In the early, online version of the Proceedings of the National Academy of Sciences, researchers from China and the US describe DNA methylation profiles that appear to show promise for distinguishing tumor tissue from neighboring normal tissue, along with potential markers for diagnosing cancer and predicting metastases. The team turned to genome-wide methylation data for more than 1,600 breast, colon, liver, and lung cancer samples profiled from the Cancer Genome Atlas effort, which they analyzed alongside 173 nearby matched normal samples with a machine learning method. The search led to candidate methylation markers that were subsequently assessed in another 1,600 tumor or matched normal samples from TCGA or a Chinese cancer cohort, leading to a methylation signatures and related expression patterns that appeared to inform diagnoses or metastases.
Investigators from centers in the US and Switzerland explore interactions between selection and gene flow in the primarily out-crossing yellow monkeyflower Mimulus guttatus and a sister species called M. nasutus, which is capable of self-fertilization. Using information from DNA polymorphisms in the plant genomes and the recombination rate variation patterns across the genome, the team attempted to retrace selection strength and timing in relation to gene flow. With whole-genome population-pooled sequence data for hundreds of M. guttatus individuals in two California populations growing with or without serpentine soil, for example, the authors saw adaptive divergence signals influencing gene flow between the two populations in ways that promoted the maintenance of local adaptations.
Finally, a National Center for Biotechnology Information-led team takes a look at prokaryotic gene dynamics stemming from selection or intrinsic loss bias using a mathematical model that considers genome evolution, comparative genomics, mutation accumulation profiles, and computer simulations. Based on analyses of gene family patterns, gene duplications and losses, and other information gleaned from almost 700 bacterial and archaeal genomes, the authors conclude that "genes involved in key informational and metabolic pathways are subject to strong selection, whereas most of the others are effectively neutral or even burdensome."

-- DATA SECTION --
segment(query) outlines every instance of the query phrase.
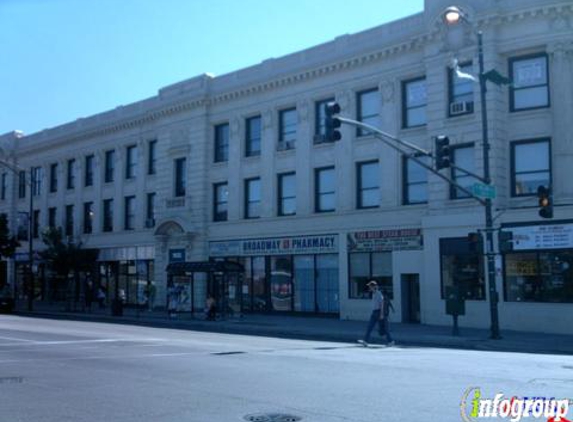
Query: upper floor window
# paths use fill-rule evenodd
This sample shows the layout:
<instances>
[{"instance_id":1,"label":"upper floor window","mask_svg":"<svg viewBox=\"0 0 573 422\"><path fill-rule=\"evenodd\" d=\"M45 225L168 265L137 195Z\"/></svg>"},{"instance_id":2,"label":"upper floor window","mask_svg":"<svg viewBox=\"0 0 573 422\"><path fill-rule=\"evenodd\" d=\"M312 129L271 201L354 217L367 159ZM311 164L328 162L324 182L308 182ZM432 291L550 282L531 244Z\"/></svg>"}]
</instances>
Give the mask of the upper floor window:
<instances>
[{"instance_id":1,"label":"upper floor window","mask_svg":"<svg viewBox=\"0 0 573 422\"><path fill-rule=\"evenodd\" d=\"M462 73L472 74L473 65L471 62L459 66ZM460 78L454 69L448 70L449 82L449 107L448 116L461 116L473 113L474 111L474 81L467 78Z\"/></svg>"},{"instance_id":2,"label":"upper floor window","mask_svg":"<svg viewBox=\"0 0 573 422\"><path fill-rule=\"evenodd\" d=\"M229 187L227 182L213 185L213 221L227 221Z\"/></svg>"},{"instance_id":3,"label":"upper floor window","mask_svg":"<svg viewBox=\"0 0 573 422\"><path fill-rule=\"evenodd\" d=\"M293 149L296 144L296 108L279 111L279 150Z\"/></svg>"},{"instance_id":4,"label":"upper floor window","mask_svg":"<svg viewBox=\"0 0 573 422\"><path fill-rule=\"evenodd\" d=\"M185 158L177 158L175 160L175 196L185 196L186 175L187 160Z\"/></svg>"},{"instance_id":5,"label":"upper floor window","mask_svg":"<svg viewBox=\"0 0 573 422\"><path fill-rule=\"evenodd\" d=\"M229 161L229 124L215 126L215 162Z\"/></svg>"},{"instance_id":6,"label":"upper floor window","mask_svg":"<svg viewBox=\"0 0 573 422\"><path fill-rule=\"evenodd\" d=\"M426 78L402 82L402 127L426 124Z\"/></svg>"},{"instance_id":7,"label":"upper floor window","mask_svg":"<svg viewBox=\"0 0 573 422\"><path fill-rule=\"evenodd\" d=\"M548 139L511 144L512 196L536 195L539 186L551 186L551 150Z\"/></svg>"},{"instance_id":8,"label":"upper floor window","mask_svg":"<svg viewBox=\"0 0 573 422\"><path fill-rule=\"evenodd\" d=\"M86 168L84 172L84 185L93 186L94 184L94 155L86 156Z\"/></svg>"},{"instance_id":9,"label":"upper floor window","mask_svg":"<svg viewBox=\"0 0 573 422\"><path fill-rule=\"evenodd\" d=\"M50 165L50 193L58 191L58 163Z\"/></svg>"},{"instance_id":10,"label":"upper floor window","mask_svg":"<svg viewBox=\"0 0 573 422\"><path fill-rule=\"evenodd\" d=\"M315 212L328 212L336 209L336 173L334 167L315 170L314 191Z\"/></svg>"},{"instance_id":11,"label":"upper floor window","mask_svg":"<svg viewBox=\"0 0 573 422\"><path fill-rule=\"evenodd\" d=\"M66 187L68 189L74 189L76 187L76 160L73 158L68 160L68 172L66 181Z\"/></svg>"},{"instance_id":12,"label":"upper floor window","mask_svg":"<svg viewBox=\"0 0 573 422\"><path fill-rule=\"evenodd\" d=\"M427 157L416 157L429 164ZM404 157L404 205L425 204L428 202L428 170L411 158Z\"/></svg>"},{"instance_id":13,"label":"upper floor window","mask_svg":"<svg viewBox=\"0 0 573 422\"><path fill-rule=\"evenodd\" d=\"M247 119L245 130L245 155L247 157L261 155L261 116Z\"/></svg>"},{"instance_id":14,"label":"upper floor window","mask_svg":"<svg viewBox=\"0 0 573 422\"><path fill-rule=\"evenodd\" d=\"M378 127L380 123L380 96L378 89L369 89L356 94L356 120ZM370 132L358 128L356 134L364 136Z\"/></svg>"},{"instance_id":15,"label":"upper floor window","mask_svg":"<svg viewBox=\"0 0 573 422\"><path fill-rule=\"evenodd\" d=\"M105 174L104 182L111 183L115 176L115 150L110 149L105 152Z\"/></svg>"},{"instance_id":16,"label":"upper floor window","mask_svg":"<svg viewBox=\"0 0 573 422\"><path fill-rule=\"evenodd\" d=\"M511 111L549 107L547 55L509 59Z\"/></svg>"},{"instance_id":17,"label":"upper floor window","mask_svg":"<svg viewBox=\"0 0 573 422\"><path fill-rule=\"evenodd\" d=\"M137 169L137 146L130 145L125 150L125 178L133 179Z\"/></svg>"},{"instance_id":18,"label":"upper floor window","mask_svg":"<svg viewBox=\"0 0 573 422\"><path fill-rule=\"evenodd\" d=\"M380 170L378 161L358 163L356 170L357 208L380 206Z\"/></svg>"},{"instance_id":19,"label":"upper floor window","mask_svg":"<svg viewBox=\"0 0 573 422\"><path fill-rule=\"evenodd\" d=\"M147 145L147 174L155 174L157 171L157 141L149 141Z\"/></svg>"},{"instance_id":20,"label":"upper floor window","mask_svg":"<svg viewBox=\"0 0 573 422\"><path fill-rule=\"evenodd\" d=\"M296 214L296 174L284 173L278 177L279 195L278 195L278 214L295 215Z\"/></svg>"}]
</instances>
* * *
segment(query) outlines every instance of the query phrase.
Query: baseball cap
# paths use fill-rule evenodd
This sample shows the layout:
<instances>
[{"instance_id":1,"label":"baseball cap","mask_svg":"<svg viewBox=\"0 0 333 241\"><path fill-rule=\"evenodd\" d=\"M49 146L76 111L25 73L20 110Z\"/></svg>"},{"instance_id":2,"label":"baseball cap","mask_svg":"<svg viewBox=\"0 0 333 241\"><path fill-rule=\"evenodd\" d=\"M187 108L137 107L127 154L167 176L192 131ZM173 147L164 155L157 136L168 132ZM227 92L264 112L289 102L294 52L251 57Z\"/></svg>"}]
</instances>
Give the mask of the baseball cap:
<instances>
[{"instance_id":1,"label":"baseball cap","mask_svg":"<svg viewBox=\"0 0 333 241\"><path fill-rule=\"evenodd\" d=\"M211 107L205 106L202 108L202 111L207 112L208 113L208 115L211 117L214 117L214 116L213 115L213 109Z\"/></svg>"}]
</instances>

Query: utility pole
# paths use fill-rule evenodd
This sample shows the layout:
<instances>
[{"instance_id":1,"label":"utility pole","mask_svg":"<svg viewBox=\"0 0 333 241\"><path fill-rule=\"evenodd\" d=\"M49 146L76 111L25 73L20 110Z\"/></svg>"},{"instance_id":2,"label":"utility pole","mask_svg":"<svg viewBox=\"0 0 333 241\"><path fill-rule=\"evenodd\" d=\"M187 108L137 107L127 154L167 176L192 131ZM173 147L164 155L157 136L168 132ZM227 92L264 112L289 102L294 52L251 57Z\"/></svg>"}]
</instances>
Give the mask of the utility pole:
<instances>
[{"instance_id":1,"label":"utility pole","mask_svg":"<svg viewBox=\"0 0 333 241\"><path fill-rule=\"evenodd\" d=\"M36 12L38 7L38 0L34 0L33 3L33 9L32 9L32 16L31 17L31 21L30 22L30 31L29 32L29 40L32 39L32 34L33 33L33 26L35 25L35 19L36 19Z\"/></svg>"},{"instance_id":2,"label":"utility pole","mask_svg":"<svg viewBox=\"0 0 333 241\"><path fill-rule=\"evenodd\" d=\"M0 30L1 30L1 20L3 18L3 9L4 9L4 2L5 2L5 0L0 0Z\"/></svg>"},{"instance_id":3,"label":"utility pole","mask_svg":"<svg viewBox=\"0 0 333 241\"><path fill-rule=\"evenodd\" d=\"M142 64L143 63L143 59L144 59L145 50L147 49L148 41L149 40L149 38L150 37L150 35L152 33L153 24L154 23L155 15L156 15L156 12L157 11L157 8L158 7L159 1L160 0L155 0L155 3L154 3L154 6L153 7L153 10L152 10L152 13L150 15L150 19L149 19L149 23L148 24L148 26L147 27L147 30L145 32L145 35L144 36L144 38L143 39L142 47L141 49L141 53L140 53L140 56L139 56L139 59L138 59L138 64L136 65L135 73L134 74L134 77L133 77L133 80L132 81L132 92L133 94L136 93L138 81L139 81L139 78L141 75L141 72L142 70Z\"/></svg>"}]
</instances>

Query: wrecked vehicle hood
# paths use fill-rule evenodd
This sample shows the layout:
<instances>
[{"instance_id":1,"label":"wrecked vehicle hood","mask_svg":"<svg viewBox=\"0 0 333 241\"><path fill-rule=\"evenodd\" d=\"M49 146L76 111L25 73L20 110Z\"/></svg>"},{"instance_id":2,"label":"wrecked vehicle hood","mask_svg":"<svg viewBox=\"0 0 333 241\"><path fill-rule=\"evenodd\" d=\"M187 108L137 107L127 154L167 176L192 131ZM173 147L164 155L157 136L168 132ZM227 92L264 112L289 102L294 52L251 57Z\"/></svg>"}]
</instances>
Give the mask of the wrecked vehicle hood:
==
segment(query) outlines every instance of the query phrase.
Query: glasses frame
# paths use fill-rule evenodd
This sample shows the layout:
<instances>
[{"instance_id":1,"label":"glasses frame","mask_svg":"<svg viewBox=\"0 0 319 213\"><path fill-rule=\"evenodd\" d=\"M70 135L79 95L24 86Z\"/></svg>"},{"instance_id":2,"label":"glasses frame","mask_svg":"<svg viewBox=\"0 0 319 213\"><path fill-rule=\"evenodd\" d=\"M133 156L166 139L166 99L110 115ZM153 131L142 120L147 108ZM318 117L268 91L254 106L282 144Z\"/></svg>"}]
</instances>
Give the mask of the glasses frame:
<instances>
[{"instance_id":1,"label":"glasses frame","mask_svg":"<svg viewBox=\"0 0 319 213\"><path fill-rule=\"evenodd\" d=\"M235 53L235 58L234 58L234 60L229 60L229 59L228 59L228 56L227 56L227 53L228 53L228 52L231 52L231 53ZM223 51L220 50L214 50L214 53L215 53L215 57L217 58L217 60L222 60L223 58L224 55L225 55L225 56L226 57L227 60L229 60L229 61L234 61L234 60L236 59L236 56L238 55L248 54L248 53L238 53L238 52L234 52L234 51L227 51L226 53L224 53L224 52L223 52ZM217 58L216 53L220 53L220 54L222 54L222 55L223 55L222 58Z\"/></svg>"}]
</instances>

-- BRIEF 1 --
Decide whether each statement below agrees with the PNAS summaries. Answer yes or no for each, and quote the words of the text that decide it.
(a) The methylation study drew on more than 1,600 samples covering four cancer types.
(b) M. nasutus is the primarily out-crossing species of the two monkeyflowers.
(c) The study of prokaryotic gene dynamics drew on almost 700 genomes.
-- BRIEF 2 --
Rewrite the paragraph of the PNAS summaries that begins "Investigators from centers in the US and Switzerland" as a short bulleted list that keeps its main facts.
-- BRIEF 3 --
According to the PNAS summaries, which organization led the team that studied prokaryotic gene dynamics?

-- OUTPUT 1 --
(a) Yes: "more than 1,600 breast, colon, liver, and lung cancer samples"
(b) No: "the primarily out-crossing yellow monkeyflower Mimulus guttatus and a sister species called M. nasutus, which is capable of self-fertilization"
(c) Yes: "almost 700 bacterial and archaeal genomes"

-- OUTPUT 2 --
- Researchers from US and Swiss centers studied how selection interacts with gene flow in two monkeyflowers: the primarily out-crossing Mimulus guttatus and its self-fertilizing sister species, M. nasutus.
- They used DNA polymorphisms and patterns of recombination rate variation across the genome to retrace the strength and timing of selection relative to gene flow.
- Whole-genome population-pooled sequence data covered hundreds of M. guttatus individuals from two California populations, growing with or without serpentine soil.
- Signals of adaptive divergence affected gene flow between these populations in ways that helped maintain local adaptations.

-- OUTPUT 3 --
The National Center for Biotechnology Information led the team.